▸ **Instructions for the task**: Retype the entries without changing a character. Begin at the line that contains "the finger, each" and stop after the line that contains "[(170, 64), (174, 70), (190, 70)]".

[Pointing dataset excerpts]
• • • • •
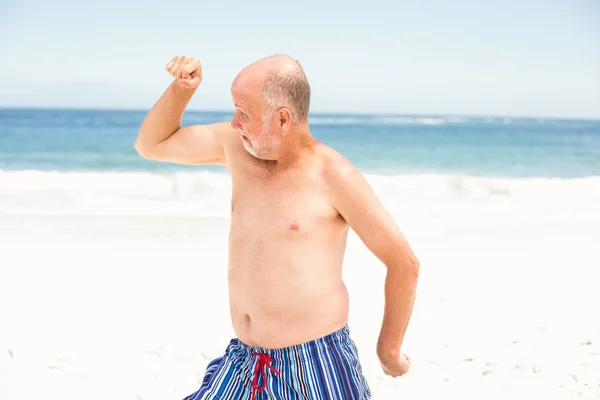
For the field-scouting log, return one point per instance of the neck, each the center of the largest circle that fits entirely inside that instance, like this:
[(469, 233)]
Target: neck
[(297, 144)]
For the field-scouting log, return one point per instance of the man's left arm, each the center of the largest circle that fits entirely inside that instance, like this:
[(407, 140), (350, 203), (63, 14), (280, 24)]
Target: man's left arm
[(356, 201)]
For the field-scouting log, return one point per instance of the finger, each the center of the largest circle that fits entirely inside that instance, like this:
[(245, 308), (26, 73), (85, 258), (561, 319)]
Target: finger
[(170, 64), (174, 70), (190, 70)]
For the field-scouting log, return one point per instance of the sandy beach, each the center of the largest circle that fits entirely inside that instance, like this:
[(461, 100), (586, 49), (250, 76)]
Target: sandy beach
[(122, 305)]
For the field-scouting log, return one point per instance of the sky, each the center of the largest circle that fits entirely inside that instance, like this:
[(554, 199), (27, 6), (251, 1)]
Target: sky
[(508, 58)]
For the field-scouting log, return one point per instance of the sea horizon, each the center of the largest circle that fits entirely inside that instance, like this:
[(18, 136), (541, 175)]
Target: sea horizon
[(319, 113)]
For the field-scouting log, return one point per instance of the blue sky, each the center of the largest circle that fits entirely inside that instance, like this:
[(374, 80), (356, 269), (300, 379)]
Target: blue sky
[(520, 58)]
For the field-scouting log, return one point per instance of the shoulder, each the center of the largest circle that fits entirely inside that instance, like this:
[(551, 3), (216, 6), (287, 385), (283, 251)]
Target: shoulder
[(337, 172), (342, 182)]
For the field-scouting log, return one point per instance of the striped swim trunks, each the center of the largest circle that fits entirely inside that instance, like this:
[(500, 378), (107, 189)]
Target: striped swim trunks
[(327, 368)]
• • • • •
▸ **Answer below**:
For the field-scouting log, return one point per instance of the finger, each the center of the largest circle that fits entirely inside that instance, like this:
[(245, 308), (26, 73), (85, 258), (561, 319)]
Target: finger
[(170, 64), (174, 70), (190, 70)]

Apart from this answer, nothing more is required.